## What is needed
I would like every record reproduced exactly, with the pictures left out.

[Extracted records]
= Beginning of Section =
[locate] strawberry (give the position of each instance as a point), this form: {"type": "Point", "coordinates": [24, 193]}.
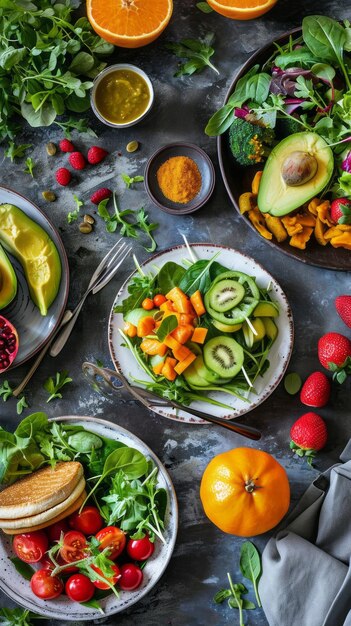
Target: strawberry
{"type": "Point", "coordinates": [66, 145]}
{"type": "Point", "coordinates": [100, 194]}
{"type": "Point", "coordinates": [77, 160]}
{"type": "Point", "coordinates": [315, 390]}
{"type": "Point", "coordinates": [343, 307]}
{"type": "Point", "coordinates": [308, 435]}
{"type": "Point", "coordinates": [340, 211]}
{"type": "Point", "coordinates": [96, 154]}
{"type": "Point", "coordinates": [334, 353]}
{"type": "Point", "coordinates": [63, 176]}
= End of Section =
## Solution below
[locate] strawberry (give the position of each instance as a point), this form: {"type": "Point", "coordinates": [24, 193]}.
Target: strawberry
{"type": "Point", "coordinates": [66, 145]}
{"type": "Point", "coordinates": [100, 194]}
{"type": "Point", "coordinates": [77, 160]}
{"type": "Point", "coordinates": [315, 390]}
{"type": "Point", "coordinates": [343, 307]}
{"type": "Point", "coordinates": [308, 435]}
{"type": "Point", "coordinates": [340, 211]}
{"type": "Point", "coordinates": [96, 154]}
{"type": "Point", "coordinates": [334, 353]}
{"type": "Point", "coordinates": [63, 176]}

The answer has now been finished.